Exercise aim: Copy out the records below with "photo" replaced by "picture" every time it appears, changing nothing else. Leave the pictures out of your answer.

Dataset content:
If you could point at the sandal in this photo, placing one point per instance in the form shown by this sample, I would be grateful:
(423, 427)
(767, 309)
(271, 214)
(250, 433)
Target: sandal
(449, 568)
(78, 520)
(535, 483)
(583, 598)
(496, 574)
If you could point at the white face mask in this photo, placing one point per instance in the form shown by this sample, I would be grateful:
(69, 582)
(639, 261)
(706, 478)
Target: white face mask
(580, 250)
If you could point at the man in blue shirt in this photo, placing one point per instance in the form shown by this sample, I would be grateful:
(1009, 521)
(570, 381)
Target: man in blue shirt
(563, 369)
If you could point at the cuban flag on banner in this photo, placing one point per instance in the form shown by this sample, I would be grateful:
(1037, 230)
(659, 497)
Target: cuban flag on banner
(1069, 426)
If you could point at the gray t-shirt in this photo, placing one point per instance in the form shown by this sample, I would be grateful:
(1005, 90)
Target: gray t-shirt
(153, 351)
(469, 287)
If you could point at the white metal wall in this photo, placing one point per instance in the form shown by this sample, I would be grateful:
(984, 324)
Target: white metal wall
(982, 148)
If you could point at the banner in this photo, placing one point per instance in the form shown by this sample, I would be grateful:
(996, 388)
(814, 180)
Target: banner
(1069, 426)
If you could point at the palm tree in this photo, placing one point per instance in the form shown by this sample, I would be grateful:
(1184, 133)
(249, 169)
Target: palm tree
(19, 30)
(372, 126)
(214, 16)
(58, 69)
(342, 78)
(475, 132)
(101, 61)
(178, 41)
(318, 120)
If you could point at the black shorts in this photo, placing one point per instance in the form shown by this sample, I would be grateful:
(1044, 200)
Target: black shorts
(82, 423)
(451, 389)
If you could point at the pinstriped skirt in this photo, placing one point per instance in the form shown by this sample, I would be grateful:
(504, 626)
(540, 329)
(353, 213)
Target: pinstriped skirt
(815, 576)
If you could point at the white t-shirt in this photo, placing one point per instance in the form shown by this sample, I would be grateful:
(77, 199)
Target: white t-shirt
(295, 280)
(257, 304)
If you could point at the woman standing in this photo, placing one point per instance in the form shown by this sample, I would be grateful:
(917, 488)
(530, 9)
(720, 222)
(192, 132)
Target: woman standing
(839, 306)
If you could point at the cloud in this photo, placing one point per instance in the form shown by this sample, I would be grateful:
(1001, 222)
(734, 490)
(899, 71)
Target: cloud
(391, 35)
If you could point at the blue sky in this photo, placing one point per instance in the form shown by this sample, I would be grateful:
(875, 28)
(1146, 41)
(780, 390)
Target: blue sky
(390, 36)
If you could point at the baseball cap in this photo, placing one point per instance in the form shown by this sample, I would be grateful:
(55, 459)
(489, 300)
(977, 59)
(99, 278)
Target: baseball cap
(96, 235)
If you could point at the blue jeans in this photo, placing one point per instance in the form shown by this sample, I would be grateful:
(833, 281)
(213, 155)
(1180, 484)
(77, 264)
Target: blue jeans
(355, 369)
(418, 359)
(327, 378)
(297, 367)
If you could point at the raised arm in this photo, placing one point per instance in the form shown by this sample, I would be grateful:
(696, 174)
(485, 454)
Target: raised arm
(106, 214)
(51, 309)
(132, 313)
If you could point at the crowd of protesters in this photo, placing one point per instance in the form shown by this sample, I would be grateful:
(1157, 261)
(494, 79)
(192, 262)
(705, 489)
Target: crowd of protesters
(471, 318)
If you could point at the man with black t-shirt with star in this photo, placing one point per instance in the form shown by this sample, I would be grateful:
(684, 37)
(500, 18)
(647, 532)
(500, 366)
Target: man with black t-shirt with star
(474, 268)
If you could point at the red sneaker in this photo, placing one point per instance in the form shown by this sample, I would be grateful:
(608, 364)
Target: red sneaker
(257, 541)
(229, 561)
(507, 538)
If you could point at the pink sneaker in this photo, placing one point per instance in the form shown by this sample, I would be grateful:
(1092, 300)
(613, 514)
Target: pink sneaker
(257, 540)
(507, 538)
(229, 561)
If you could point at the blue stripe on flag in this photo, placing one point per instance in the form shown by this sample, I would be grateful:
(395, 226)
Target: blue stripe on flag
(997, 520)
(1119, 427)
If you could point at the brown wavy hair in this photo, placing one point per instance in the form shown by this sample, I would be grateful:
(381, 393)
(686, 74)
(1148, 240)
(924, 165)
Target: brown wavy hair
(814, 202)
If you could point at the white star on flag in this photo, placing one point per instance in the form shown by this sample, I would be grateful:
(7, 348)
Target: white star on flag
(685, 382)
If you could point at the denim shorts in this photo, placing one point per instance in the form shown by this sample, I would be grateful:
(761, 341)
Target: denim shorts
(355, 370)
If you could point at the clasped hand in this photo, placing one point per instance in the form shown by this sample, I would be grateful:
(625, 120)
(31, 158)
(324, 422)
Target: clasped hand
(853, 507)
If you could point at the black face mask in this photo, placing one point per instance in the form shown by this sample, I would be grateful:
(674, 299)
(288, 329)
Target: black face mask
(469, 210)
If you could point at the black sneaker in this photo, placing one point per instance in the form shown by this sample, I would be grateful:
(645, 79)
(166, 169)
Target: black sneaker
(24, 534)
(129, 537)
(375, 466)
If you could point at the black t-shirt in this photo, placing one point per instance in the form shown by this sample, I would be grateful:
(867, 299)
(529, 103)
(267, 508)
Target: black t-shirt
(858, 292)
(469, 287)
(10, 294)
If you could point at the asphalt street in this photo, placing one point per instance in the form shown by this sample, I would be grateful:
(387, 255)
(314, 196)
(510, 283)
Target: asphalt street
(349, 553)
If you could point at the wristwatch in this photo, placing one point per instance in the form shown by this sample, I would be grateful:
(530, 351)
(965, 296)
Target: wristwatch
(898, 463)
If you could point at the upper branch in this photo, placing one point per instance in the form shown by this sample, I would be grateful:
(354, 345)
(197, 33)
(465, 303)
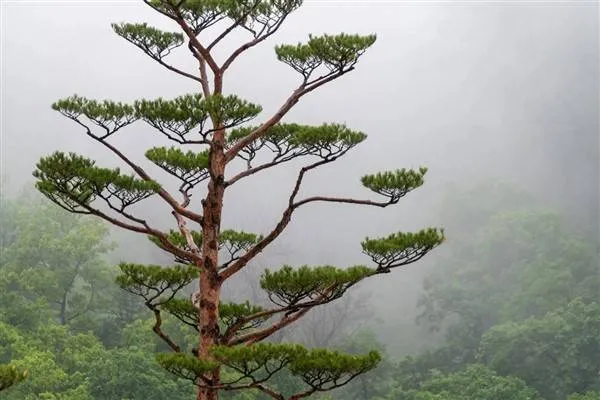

Answer to the exercise:
If you could point at the sandal in this picture, placing one point per instance in the form shown by this sample, I would be grateful:
(423, 427)
(767, 309)
(271, 214)
(250, 433)
Target: sandal
(449, 568)
(78, 520)
(535, 483)
(583, 598)
(496, 574)
If you could point at the white face mask in this picture, placing one point per instance in the form shown by this sample, I would be grateful:
(69, 582)
(639, 261)
(706, 478)
Target: white face mask
(580, 250)
If you could point at the man in blue shirt in this picture, placing one point per instance in the form shown by this sample, I would be grateful:
(1009, 521)
(570, 381)
Target: man in blue shirt
(563, 369)
If you could point at the cuban flag on banner in this picture, placing one point per instance in the form shown by this sample, I would be grateful:
(1037, 230)
(659, 497)
Target: cuban flag on banner
(1069, 426)
If you could point at the gray t-shirt in this picture, placing one point per instance in the form shown by this sample, I would be grateful:
(1005, 90)
Target: gray t-shirt
(153, 351)
(469, 287)
If you could point at the white metal wall in this picture, placing one point per instance in the form shown by this sample, I would be grateful:
(984, 324)
Target: white metal wall
(982, 148)
If you could point at the banner in this picture, placing one point per instance in the form shown by this sample, I would be grateful:
(996, 388)
(814, 180)
Target: banner
(1069, 426)
If you could point at the palm tree in this picture, placing one point per instance in the form shown by this sample, I would be grateful:
(1184, 133)
(249, 169)
Target: palm tree
(19, 30)
(372, 126)
(214, 16)
(58, 69)
(342, 78)
(475, 132)
(101, 61)
(178, 41)
(318, 120)
If you could point at the black shorts in this picture, placing one point per instance in the form shown by this sample, I would be grateful:
(1044, 200)
Target: black shorts
(82, 423)
(451, 389)
If you could point at the pinstriped skirt in this picture, placing one point per instance in the form shown by this sample, I would be grateful:
(504, 626)
(540, 329)
(353, 213)
Target: pinstriped skirt
(815, 576)
If you could point at the white t-shirt in this picture, placing one point per instance in the form shown by this sample, I would be grateful:
(77, 199)
Target: white t-shirt
(295, 280)
(257, 304)
If you could point at the woman standing in this picture, placing one point per instance in the form shown by this sample, I would be grateful:
(917, 488)
(530, 9)
(720, 222)
(192, 132)
Target: woman standing
(839, 306)
If you could point at the cloud in this picture, placing one point per instance in the form shown by this sample, I would be grateful:
(1001, 222)
(734, 490)
(899, 71)
Target: cloud
(391, 35)
If you could point at the blue sky in this picture, placing one point per instance in the form shown by this sample, I would be grateful:
(875, 28)
(1146, 41)
(780, 390)
Target: blue sky
(390, 36)
If you could point at the baseball cap in this picture, placing one point per instance in the form shown by this sample, I would be grateful:
(55, 459)
(489, 300)
(977, 59)
(99, 278)
Target: baseball cap
(96, 235)
If you could point at the blue jeans in this picture, placing one point per instance in the form shown by this sample, I would be grateful:
(833, 281)
(213, 155)
(1180, 484)
(77, 264)
Target: blue jeans
(355, 369)
(418, 359)
(327, 378)
(297, 367)
If you could point at the raised arm in this picture, placing one point per instance in the form shown by this sample, I would be grateful:
(696, 174)
(485, 454)
Target: raised arm
(106, 214)
(51, 309)
(132, 313)
If you could point at the crowd of protesters in this picture, placing one point per instance in the form shown by this sample, I would be grateful:
(1157, 261)
(494, 79)
(192, 262)
(705, 489)
Target: crowd of protesters
(471, 318)
If you could point at the man with black t-shirt with star in this picture, placing one point per instance in the form shown by this sample, I would be grateful:
(684, 37)
(500, 18)
(647, 532)
(500, 366)
Target: man with black t-shirt with star
(474, 268)
If you could point at the red sneaker in this picture, placing one point per instance in the form shown by this sample, I would be grateful:
(608, 364)
Target: red sneaker
(257, 541)
(229, 561)
(507, 538)
If you could point at the pink sneaker in this picture, placing one point per instance in the form shown by this sample, I would be grateful:
(1092, 300)
(613, 514)
Target: pink sneaker
(257, 540)
(507, 538)
(229, 561)
If you could point at the blue stripe on flag in this picture, placing one point per instance in the form shown by this sample, I would be grateful:
(395, 226)
Target: blue stripe on flag
(997, 520)
(1119, 427)
If you could point at the brown wavy hair in this picture, placing one point per instance in the form shown by this sample, I would be grateful:
(381, 393)
(686, 74)
(1148, 240)
(924, 165)
Target: brown wavy hair
(814, 202)
If you could point at the white star on flag in this picture, placing one point per instance in the form shown by this sample, I would be grateful:
(7, 348)
Target: white star on flag
(685, 382)
If you could point at the denim shorts in this picture, placing one point per instance in the form shown by this sample, I would be grateful:
(761, 341)
Target: denim shorts
(355, 370)
If you could point at the clasped hand in this picture, placing one point per instance in the form shown by this sample, I would be grateful:
(625, 120)
(31, 158)
(324, 422)
Target: clasped hand
(853, 507)
If you could point at the black face mask in this picture, placing one point per instance in the form shown by this sample, I would be grateful:
(674, 299)
(288, 329)
Target: black face mask
(469, 210)
If you could point at the black sneaker in this picture, placing one point per instance in the form shown by this sample, I would be grateful:
(645, 79)
(166, 169)
Target: black sneaker
(24, 534)
(129, 537)
(375, 466)
If you could point at the black t-shirt in this picture, placing one point per instance in the form shown by this sample, I would be grateful:
(867, 299)
(529, 103)
(267, 508)
Target: black t-shirt
(858, 292)
(469, 287)
(10, 294)
If you could point at the asphalt street in this picture, placing one point per instance in the form shown by this sample, I would be grateful:
(387, 255)
(314, 196)
(510, 283)
Target: asphalt street
(349, 553)
If you could point at the wristwatch in this picture, placing one point per instance in the form shown by this sample, I would be grateful:
(530, 351)
(965, 296)
Target: wristwatch
(898, 463)
If you could point at the upper branch in this picture, placing one point per instance in the form shown by this sample, I would be grateful:
(354, 345)
(197, 33)
(465, 303)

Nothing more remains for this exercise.